──────── Records ────────
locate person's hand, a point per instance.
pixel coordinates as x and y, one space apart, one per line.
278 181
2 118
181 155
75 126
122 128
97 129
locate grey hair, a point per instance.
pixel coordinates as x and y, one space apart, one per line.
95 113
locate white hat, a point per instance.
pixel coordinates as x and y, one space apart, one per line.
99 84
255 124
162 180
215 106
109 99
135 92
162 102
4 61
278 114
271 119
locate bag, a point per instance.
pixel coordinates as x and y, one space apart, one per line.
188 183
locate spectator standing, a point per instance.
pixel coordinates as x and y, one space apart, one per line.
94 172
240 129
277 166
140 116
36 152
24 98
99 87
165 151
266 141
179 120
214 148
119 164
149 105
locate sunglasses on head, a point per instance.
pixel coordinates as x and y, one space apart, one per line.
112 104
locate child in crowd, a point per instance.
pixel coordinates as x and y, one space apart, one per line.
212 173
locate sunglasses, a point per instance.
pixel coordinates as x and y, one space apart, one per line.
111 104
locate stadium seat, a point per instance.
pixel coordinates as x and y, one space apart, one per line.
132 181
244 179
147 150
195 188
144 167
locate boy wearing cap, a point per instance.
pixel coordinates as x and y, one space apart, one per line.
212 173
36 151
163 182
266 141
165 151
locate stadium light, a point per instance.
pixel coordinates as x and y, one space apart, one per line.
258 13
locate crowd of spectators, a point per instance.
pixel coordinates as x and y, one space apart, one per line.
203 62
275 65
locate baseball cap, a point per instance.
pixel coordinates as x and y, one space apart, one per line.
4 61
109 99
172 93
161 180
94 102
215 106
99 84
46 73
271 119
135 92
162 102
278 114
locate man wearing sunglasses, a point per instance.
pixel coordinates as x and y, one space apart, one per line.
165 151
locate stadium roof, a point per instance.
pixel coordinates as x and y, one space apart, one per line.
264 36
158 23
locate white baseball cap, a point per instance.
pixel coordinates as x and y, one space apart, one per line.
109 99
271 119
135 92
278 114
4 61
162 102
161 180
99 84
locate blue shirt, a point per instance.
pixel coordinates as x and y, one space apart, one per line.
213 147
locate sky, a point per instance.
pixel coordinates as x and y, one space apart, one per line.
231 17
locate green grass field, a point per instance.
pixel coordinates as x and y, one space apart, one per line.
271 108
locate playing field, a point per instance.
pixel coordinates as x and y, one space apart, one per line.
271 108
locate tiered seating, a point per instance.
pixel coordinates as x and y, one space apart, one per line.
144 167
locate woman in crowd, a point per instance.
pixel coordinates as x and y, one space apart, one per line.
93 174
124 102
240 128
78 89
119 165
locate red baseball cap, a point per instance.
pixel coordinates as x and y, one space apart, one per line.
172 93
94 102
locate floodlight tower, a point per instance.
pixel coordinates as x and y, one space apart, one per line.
────────
What to work on => Please restate every line of the records exactly.

Your response =>
locate person's hand, a point per instance.
pixel coordinates as x and y, one space apart, one per line.
278 181
2 118
181 155
75 126
122 128
97 129
locate grey hair, a point per instance.
pixel coordinates as x and y, one space apart, one per line.
95 113
locate white hat, a point per instance.
pixel coordinates as x and y, one space apart, one per line.
99 84
255 124
162 180
215 106
109 99
135 92
162 102
4 61
278 114
271 119
locate bag, a point per instance.
pixel coordinates as x and y, one space apart, one per line.
188 183
locate spectator standing, a point per instance.
pixel coordinates as x and y, one space apart, one per line.
94 172
240 129
277 166
140 116
36 152
24 98
99 87
165 151
266 141
179 120
214 148
119 164
149 105
locate sunglasses on head, a point per instance.
pixel coordinates as x and y, one space apart, one per line.
112 104
locate child in crowd, a point per instance.
pixel coordinates as x and y, one space apart, one per line.
212 173
locate sunglasses, a point per instance.
pixel coordinates as x and y, one space apart, one per line.
111 104
locate stadium seat, a point per instance.
pixel coordinates as x and y, one space apart, one per line.
132 181
244 179
147 150
195 188
144 167
locate boy wearing cap, a point per instance.
pixel coordinates as x and y, one space apart, one per line.
212 173
36 151
163 182
266 141
165 151
locate stadium light, a point per instance.
pixel coordinates as x and y, one space apart, one per line.
258 13
locate crowd of spectators, a point per instance.
pixel coordinates as x and y, one space apart, one per line.
203 62
275 65
locate baseball cap, a point per instance.
pixel coordinates as x and y, one space apart, one per line.
4 61
109 99
172 93
161 180
94 102
215 106
99 84
46 73
271 119
135 92
162 102
278 114
locate man wearing sunglasses, a point per instance.
pixel coordinates as x and y, one space apart, one per line.
165 151
locate stadium roof, a point per instance.
pixel coordinates as x and y, one space apart, one per line.
264 36
158 23
locate white baseball cap, a point per instance.
pixel coordinates as x and y, one space apart, one per line.
109 99
271 119
135 92
278 114
4 61
162 102
161 180
99 84
locate blue shirt, a point per instance.
pixel coordinates as x and y, one space apart, one per line.
213 147
locate sky, a point per instance.
pixel coordinates as x and y, one space apart, one per line.
231 17
locate green grass field, a point per instance.
pixel coordinates as x and y, one space apart, one per line.
271 108
locate playing field, a point per instance.
pixel coordinates as x and y, one space apart, one per line.
271 108
locate tiered seating, a point per instance.
pixel coordinates as x and y, one space apart, one per line.
144 167
locate woman in crowd, a point per instance.
pixel coordinates as x and y, one space apart, one per line.
93 174
124 102
240 128
78 89
119 165
locate red baseball cap, a point per instance.
pixel coordinates as x and y, one space apart, one per line.
172 93
94 102
locate floodlight tower, a point per instance.
pixel coordinates as x and y, one space apart, one per line.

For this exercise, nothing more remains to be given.